When you have read the listing, copy all of it without any change.

[Start of section]

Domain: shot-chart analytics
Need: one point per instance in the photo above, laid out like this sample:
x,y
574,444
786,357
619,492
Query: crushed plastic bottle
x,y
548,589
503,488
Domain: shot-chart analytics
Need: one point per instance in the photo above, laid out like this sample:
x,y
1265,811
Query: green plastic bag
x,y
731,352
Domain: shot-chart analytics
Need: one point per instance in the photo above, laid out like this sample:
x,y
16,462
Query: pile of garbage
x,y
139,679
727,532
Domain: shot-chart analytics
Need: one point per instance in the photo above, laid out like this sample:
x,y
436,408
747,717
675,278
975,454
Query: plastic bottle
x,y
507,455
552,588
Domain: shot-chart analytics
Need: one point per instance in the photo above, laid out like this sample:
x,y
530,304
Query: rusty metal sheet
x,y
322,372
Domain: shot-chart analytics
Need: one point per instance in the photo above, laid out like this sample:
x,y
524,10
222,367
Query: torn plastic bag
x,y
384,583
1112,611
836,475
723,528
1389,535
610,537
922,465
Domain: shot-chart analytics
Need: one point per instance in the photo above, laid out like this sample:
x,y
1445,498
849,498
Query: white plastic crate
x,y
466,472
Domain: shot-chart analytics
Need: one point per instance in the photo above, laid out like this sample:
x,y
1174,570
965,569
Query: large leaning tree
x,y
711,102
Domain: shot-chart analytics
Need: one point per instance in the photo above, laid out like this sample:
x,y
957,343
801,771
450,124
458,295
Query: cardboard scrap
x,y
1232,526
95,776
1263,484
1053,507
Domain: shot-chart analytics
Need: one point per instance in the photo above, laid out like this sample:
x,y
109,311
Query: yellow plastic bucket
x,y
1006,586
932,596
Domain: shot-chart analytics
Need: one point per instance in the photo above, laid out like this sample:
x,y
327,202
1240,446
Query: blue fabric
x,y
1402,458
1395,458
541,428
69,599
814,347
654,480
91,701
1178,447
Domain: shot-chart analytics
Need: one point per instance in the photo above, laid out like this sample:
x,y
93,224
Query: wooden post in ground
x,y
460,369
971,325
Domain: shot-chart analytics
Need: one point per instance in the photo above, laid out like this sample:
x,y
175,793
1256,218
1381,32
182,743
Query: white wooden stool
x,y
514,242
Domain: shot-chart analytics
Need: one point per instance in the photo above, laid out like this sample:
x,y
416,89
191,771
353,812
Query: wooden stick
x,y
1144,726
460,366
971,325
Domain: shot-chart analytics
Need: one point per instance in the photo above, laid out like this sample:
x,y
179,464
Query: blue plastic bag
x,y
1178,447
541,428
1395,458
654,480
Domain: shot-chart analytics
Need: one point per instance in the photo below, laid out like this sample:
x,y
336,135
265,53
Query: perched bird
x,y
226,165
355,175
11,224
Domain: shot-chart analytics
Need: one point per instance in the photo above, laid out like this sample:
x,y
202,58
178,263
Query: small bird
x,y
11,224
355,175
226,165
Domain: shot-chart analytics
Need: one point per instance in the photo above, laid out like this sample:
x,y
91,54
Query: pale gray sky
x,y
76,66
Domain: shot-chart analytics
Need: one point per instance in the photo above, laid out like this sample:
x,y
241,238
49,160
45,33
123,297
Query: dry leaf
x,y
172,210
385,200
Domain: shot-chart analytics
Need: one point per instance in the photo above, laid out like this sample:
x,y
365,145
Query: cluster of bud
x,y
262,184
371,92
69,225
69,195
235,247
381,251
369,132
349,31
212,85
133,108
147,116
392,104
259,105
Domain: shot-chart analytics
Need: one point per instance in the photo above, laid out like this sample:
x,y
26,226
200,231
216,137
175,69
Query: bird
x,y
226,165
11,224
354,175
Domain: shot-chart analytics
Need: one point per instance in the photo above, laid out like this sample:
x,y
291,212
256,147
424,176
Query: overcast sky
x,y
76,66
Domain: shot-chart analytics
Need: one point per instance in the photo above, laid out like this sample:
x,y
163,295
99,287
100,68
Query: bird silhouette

[End of section]

• COMPLETED EXERCISE:
Domain: shot-chart analytics
Need: one point per instance in the photo above, laid out like this sample:
x,y
574,444
786,357
619,492
Query: crushed plastic bottle
x,y
548,589
503,488
Domain: shot-chart analytics
Need: one point per instance in the photo above, laid out like this sample:
x,y
1265,811
Query: green plastic bag
x,y
731,352
Domain: shot-chart analytics
Need: one point per instance in the photo above, laid out like this sample:
x,y
16,462
Query: pile of garbage
x,y
139,679
727,532
Domain: shot-chart analytics
Need: one point per instance in the photo above, laid out like this sample:
x,y
436,408
747,717
675,278
975,454
Query: plastic bottle
x,y
507,455
552,588
Domain: shot-chart analytics
Need: one point per instance in the photo above, laid out like this sample:
x,y
530,304
Query: rusty metal sheet
x,y
322,372
Domain: shot-chart analytics
Need: one point per instance in the photo above, laid out like this sample:
x,y
524,10
222,367
Query: torn plastic bag
x,y
384,583
1112,611
836,475
723,528
1389,535
610,537
922,465
Domain: shot-chart analytics
Need: one point per instance in the photo above, laid out like this sample:
x,y
1445,498
849,498
Query: white plastic crate
x,y
466,472
Domain: shot-chart analytics
Need: one point per instance in the photo above, laid out like this sample:
x,y
1174,570
965,569
Query: large leaning tree
x,y
711,102
Domain: shot-chart analytics
Need: one point per instance in the photo above, laid out like this sample:
x,y
957,343
801,771
450,124
458,295
Query: cardboard scrap
x,y
1232,526
95,776
1263,484
1053,507
Domain: shot-chart analytics
Need: one point per instance in the photo above, laid out like this sample:
x,y
109,311
Query: yellow plastic bucket
x,y
1006,586
932,596
Domain: shot-chart analytics
Need: one point per instance in the photo above, laid out like this sample:
x,y
327,202
1240,446
Query: blue fabric
x,y
1402,458
1395,458
541,428
69,599
814,347
654,480
91,701
1178,447
Domain: shot-chart analytics
Need: one point per instance in the photo above, laid out like this sample:
x,y
93,224
Query: wooden post in ground
x,y
460,369
971,325
Domain: shot-chart analytics
Need: one point per instance in the photo above, laid out like this sample:
x,y
175,793
1256,218
1381,32
182,743
Query: white wooden stool
x,y
514,242
Domain: shot-chart analytics
Need: one point per instance in the photo above, laid out like this sample:
x,y
416,89
191,771
353,812
Query: wooden stick
x,y
1144,726
460,366
971,325
Domain: shot-chart analytics
Need: one point per instance in the photo above, laid out like this sample:
x,y
179,464
Query: blue plastic bag
x,y
1178,447
541,428
1395,458
654,480
Domain: shot-chart analytics
Need: one point per instance in the photo below, laid out like this sample:
x,y
336,135
265,53
Query: perched bird
x,y
226,165
355,175
11,224
Domain: shot-chart analytics
Need: one point per instance in the photo above, laid out like this sample:
x,y
202,58
178,263
Query: small bird
x,y
11,224
355,175
226,165
Domain: shot-chart analytics
Need: one point per instance in the photo above, laid out like this sample:
x,y
91,54
Query: pale gray sky
x,y
76,66
Domain: shot-chart analytics
Need: one point per instance in the photo above, laid out like this sample:
x,y
241,238
49,160
45,33
123,297
Query: dry leaf
x,y
172,210
385,200
Domain: shot-chart analytics
Need: one point per instance in the photo above, laid out like this sample:
x,y
365,145
Query: cluster of bud
x,y
262,184
371,92
69,225
69,195
235,247
381,251
369,132
349,31
212,85
133,108
147,116
392,104
259,105
Domain: shot-chart analytics
Need: one point per instance in the photo above, laid out like this sample:
x,y
26,226
200,231
216,137
175,69
Query: bird
x,y
226,165
11,224
354,175
Domain: shot-chart analytics
Need: one point per instance in the photo above, laid out like this sample:
x,y
291,212
256,147
424,176
Query: overcast sky
x,y
76,66
Domain: shot-chart analytics
Need: one point per instance in the photo above, laid out like this sample:
x,y
163,295
99,287
100,68
Query: bird silhouette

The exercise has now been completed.